Referring expression pointing data:
——

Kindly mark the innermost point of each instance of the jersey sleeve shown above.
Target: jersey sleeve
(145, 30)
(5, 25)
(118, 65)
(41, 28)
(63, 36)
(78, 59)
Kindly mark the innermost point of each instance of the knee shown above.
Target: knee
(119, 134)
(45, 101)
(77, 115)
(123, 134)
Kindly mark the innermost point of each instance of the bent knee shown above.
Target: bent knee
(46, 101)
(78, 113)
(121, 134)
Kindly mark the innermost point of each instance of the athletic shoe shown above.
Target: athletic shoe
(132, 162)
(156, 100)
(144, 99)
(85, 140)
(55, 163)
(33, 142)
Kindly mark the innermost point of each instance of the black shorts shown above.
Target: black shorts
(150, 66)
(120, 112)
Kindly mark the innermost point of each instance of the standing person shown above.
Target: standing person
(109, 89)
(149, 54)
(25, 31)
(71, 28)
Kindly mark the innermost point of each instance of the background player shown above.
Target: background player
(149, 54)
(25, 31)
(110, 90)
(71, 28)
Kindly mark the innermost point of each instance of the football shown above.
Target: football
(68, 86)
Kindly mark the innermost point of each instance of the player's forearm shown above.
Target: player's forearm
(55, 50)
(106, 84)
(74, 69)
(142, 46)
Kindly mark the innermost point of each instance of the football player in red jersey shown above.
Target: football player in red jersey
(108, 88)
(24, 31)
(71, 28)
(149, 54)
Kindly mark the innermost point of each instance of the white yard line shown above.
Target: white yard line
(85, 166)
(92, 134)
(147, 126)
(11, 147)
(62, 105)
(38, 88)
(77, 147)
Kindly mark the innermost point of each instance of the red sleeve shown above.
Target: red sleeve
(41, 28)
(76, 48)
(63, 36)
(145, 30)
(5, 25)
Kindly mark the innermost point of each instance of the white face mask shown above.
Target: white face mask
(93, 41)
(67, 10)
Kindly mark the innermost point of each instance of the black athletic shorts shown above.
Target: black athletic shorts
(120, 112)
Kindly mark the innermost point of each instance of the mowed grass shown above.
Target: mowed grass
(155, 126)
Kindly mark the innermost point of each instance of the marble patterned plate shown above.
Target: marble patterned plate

——

Task to carry out ▸
Where a line of the data above includes "plate", copy that line.

Result of the task ▸
Kindly mark the innermost point of each instance of the marble patterned plate shown above.
Target: marble patterned plate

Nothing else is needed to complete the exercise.